┌────────

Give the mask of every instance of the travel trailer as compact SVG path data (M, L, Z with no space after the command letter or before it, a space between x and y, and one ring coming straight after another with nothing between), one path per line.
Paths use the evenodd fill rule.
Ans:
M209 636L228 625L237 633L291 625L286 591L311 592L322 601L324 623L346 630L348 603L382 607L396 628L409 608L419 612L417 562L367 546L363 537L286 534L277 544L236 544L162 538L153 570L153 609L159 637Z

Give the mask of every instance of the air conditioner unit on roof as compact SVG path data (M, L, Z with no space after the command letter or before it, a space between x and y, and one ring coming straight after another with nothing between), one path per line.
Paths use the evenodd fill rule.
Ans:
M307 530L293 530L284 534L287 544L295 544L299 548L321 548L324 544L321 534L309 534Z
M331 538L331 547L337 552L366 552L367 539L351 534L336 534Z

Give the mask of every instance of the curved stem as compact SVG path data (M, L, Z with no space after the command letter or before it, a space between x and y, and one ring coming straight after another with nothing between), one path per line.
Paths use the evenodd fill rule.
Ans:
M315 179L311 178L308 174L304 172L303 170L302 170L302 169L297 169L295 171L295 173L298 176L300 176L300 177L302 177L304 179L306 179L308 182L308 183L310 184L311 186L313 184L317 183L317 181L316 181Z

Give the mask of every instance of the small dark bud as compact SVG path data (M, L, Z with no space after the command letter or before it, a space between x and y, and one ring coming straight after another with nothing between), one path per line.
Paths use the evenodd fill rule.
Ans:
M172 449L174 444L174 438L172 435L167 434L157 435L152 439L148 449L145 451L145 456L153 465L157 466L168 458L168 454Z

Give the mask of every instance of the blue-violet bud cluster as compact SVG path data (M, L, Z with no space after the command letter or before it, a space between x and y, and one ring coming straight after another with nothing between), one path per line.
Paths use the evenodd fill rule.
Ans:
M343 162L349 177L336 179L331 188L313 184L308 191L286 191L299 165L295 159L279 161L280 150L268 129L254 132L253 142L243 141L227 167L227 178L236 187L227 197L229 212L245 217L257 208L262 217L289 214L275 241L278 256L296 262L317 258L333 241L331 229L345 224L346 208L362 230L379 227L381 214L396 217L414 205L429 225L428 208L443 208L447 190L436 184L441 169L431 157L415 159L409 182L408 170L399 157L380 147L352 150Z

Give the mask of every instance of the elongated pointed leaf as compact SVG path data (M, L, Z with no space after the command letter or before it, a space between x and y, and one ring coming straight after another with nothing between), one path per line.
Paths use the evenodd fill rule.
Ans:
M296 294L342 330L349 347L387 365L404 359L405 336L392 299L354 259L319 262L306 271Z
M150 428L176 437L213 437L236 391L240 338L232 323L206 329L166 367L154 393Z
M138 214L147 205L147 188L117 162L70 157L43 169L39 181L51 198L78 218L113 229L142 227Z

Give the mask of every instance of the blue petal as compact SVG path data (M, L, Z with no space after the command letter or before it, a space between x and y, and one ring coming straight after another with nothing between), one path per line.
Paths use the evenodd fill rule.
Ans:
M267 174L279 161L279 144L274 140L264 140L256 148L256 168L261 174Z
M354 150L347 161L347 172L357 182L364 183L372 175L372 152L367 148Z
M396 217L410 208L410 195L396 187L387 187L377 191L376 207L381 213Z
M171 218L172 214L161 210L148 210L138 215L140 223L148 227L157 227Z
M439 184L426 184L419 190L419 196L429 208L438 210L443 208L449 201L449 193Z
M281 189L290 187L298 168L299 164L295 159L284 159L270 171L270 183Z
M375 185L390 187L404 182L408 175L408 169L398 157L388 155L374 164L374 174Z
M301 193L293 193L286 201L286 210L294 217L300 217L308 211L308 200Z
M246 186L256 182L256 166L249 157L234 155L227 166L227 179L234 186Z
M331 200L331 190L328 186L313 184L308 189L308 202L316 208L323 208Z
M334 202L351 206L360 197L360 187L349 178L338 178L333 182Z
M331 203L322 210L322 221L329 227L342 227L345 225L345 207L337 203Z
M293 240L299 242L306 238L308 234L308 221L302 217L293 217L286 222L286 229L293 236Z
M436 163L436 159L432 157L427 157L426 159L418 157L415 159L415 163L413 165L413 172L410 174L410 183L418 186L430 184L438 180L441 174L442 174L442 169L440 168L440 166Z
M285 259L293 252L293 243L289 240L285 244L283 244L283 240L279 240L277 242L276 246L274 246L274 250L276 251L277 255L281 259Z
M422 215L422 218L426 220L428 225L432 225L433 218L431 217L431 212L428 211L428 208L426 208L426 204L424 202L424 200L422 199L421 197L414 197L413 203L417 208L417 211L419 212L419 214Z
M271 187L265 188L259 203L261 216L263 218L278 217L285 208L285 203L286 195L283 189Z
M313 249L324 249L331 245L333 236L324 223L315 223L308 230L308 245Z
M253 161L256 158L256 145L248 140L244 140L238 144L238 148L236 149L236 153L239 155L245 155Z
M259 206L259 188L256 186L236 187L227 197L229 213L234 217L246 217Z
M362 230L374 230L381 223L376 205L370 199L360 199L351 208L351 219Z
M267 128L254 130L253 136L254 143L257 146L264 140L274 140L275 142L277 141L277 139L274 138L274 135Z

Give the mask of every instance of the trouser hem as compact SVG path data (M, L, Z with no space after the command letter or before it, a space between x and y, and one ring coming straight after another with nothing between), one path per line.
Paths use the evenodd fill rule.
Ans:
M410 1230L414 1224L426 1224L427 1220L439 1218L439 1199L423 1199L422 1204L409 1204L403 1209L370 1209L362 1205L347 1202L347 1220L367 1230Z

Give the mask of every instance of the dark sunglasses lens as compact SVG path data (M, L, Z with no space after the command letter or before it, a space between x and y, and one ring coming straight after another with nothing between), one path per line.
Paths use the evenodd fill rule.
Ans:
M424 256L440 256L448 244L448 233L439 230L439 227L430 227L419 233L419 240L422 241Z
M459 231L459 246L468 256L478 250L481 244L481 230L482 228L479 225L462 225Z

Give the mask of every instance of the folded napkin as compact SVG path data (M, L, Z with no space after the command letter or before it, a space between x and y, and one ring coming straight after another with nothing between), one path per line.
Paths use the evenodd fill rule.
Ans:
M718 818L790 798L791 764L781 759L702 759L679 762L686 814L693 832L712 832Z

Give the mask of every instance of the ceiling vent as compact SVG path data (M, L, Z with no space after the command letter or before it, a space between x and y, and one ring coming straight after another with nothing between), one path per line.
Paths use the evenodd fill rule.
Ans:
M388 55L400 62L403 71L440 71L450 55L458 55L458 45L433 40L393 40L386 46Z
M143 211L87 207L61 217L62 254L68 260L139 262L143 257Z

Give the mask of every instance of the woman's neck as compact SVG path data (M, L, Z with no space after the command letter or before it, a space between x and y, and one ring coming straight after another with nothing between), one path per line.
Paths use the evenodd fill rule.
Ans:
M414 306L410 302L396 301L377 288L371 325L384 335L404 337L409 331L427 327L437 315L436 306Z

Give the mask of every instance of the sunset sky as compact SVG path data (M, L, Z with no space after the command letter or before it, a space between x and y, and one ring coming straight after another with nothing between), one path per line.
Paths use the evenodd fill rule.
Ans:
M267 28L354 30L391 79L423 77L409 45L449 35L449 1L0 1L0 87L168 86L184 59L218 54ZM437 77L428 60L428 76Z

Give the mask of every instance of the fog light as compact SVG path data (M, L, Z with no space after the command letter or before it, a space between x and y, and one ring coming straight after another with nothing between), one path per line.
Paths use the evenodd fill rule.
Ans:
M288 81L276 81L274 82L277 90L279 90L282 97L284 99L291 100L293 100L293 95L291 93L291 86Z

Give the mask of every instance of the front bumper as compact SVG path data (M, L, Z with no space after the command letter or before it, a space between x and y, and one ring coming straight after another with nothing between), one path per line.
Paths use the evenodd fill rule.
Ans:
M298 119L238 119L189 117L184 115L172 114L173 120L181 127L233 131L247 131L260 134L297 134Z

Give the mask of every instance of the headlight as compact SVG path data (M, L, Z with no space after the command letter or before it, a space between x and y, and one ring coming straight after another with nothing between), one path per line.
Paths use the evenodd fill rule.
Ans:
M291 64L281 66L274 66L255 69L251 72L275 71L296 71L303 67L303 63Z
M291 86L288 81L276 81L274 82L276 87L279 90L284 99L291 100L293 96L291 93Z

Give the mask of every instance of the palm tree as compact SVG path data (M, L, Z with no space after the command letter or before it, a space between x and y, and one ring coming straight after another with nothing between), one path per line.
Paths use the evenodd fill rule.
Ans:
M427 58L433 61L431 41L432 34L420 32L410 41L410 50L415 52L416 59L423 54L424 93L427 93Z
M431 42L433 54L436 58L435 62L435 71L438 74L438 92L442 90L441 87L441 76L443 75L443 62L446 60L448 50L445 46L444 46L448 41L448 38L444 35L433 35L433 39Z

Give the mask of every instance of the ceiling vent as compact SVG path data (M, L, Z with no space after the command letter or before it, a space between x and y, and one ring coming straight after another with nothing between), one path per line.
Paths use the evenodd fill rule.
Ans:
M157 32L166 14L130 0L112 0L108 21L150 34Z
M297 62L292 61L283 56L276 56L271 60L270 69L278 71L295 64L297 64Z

└────────

**What to do**
Between the lines holding "Give the mask of every instance of the air" and "M343 162L349 177L336", inclusive, change "bud" to "blossom". Give those lines again with nothing else altered.

**Solution to this problem**
Give the mask of every instance of the air conditioner unit on roof as compact SVG path data (M, L, Z with no space after the command letter or before it, a space between x and y, and one ring coming straight after another with nothing between), one path per line.
Paths use the evenodd fill rule.
Ans:
M307 530L293 530L284 534L287 544L295 544L299 548L321 548L324 544L321 534L309 534Z
M331 538L331 547L337 552L366 552L367 539L351 534L336 534Z

Give the mask of every instance of the curved stem as compact SVG path data (M, L, Z with no space after the command letter or before it, a space between x and y, and one ring coming straight after another with nothing between), one path per line.
Paths use the evenodd fill rule.
Ans:
M315 179L311 178L308 174L304 172L303 170L302 170L302 169L297 169L295 171L295 173L298 176L300 176L300 177L302 177L304 179L306 179L308 182L308 183L310 184L311 186L313 184L317 183L317 181L316 181Z

Give the mask of every instance of the small dark blossom as compact SVG path data (M, L, Z with no space after the command letter or before it, a space between x and y, and one ring coming straight after another with nothing between), one path per line.
Paths use the evenodd fill rule.
Ans:
M172 449L174 444L174 438L172 435L167 434L157 435L152 439L148 449L145 451L145 456L153 465L157 466L168 458L168 454Z

Give the mask of every instance of the blue-violet blossom cluster as compact SVG path data (M, L, Z with no space after the command letter or before it, a space between x and y, and one ring coming straight after another with nothing between), one path per line.
Paths use the evenodd fill rule.
Ans:
M343 162L349 177L336 179L331 188L313 184L308 191L286 191L299 165L295 159L279 161L280 150L268 129L254 132L253 142L243 141L227 167L227 178L236 187L227 197L229 212L245 217L257 208L262 217L289 214L275 241L278 256L296 262L317 258L333 241L331 229L345 224L346 208L362 230L379 227L381 214L396 217L414 205L429 225L428 208L443 208L447 190L436 184L441 169L431 157L415 159L409 182L408 170L399 157L380 147L352 150Z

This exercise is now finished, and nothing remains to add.